Required actions:
1) From the LangChain MemVid guide, list every name imported from `langchain_memvid` in the import statement.
2) Duplicate the stretch of rows from the first line of the rows through the line that contains "222), (460, 204)]", including both of those lines.

Text:
__________________________________________________

# LangChain MemVid Advanced Usage Guide

This notebook demonstrates the advanced features and components of the LangChain MemVid library, showing how to work with individual components for more fine-grained control.

In [1]:
%pip install -e ..
%load_ext ipykernel_memvid_extension
%restart_kernel -f
%mute

<IPython.core.display.Javascript object>

## Setup and Component Imports

We'll import the core components that allow us to work with the system at a lower level:
- `Encoder` for converting text to video
- `IndexConfig` and `IndexManager` for managing the vector index
- `QRCodeConfig` and `VideoConfig` for customizing the storage format
- `VideoProcessor` for direct video manipulation
- `Retriever` for searching stored data

In [2]:
%pip_install langchain-huggingface sentence-transformers

from langchain_huggingface import HuggingFaceEmbeddings
from pathlib import Path

from langchain_memvid import (
    Encoder,
    IndexConfig,
    IndexManager,
    QRCodeConfig,
    VectorStoreConfig,
    VideoConfig,
    Retriever
)

__________________________________________________

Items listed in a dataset
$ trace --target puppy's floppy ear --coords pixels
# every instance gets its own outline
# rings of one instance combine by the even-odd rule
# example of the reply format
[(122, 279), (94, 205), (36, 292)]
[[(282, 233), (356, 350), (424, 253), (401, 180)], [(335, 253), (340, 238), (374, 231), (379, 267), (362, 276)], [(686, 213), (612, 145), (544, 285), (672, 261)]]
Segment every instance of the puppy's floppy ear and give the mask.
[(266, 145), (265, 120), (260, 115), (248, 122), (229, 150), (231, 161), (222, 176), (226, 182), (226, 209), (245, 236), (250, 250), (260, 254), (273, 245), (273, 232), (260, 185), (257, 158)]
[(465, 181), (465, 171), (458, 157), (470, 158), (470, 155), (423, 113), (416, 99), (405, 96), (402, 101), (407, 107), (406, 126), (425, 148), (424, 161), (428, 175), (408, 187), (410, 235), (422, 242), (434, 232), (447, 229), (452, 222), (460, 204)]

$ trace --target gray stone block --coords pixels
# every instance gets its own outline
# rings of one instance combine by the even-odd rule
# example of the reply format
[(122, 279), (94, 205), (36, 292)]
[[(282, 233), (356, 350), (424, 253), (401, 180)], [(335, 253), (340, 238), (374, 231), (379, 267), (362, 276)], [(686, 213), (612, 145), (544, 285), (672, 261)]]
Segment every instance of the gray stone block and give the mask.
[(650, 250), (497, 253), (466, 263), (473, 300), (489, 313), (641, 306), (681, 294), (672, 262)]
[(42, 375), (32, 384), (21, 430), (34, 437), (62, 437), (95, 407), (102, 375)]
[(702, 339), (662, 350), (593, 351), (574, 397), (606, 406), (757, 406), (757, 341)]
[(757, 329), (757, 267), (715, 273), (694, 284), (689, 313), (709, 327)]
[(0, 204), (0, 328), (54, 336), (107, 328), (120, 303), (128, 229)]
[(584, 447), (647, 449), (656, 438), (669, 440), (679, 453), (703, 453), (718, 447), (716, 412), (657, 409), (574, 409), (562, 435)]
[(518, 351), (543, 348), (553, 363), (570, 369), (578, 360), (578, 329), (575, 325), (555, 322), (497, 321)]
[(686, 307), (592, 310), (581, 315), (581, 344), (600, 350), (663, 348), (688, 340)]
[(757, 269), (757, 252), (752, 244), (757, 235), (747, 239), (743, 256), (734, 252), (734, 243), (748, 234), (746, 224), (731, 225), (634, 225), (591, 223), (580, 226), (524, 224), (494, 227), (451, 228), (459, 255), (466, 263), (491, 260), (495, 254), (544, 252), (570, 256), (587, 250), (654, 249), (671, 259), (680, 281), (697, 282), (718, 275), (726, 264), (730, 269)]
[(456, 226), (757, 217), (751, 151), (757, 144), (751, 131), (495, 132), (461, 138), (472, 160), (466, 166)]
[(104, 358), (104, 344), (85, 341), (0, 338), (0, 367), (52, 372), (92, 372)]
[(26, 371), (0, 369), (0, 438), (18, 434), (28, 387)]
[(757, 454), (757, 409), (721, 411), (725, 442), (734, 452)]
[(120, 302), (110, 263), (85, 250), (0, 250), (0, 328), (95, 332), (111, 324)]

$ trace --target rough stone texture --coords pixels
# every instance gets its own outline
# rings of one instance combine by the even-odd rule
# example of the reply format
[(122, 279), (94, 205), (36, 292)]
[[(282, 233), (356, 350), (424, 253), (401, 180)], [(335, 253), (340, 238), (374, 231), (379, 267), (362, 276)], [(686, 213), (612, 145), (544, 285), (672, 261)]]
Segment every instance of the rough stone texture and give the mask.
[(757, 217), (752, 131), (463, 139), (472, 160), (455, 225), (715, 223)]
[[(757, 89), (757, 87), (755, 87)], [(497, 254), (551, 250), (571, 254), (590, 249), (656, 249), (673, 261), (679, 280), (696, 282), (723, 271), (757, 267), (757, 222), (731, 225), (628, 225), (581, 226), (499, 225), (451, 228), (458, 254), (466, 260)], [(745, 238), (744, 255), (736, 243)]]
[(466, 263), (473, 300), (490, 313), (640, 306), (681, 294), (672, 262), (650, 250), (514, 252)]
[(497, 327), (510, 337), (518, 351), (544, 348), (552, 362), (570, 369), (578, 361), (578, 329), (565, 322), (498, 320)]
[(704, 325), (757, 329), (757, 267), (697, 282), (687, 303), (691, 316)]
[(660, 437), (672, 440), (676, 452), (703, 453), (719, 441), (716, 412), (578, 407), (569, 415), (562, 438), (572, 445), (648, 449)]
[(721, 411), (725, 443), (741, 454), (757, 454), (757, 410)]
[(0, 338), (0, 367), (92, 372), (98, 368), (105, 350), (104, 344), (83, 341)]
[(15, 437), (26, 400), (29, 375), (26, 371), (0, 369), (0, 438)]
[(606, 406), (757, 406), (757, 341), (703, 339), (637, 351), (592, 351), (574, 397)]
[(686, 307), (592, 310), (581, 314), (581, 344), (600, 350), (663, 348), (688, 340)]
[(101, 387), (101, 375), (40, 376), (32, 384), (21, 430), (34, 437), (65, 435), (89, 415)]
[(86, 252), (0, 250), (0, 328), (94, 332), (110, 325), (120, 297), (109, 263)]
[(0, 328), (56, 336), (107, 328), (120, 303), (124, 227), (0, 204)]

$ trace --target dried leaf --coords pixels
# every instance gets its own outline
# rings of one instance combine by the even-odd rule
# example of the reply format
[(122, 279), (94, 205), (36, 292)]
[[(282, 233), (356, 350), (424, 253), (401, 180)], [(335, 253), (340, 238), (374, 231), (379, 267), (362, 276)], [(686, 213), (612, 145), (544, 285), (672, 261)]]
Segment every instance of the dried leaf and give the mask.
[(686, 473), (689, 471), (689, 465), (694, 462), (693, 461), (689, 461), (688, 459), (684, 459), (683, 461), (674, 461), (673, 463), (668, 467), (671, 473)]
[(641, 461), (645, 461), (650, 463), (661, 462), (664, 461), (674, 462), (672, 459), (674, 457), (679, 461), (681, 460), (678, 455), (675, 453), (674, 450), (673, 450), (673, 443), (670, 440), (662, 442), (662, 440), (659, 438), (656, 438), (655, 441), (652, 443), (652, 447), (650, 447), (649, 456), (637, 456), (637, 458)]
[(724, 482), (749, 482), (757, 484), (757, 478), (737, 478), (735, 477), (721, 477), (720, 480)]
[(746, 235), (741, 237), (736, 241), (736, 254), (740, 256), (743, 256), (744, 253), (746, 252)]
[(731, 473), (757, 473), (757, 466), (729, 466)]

__________________________________________________

Solution list:
1) Encoder, IndexConfig, IndexManager, QRCodeConfig, VectorStoreConfig, VideoConfig, Retriever

2)
$ trace --target puppy's floppy ear --coords pixels
# every instance gets its own outline
# rings of one instance combine by the even-odd rule
# example of the reply format
[(122, 279), (94, 205), (36, 292)]
[[(282, 233), (356, 350), (424, 253), (401, 180)], [(335, 253), (340, 238), (374, 231), (379, 267), (362, 276)], [(686, 213), (612, 145), (544, 285), (672, 261)]]
Segment every instance of the puppy's floppy ear and give the mask.
[(266, 145), (265, 120), (260, 115), (248, 122), (229, 150), (231, 161), (222, 176), (226, 182), (226, 209), (245, 236), (250, 250), (260, 254), (273, 245), (273, 232), (260, 185), (257, 158)]
[(465, 181), (465, 171), (458, 157), (470, 158), (470, 155), (423, 113), (416, 99), (405, 96), (402, 101), (407, 107), (406, 126), (425, 148), (424, 161), (428, 175), (408, 187), (410, 235), (422, 242), (434, 232), (447, 229), (452, 222), (460, 204)]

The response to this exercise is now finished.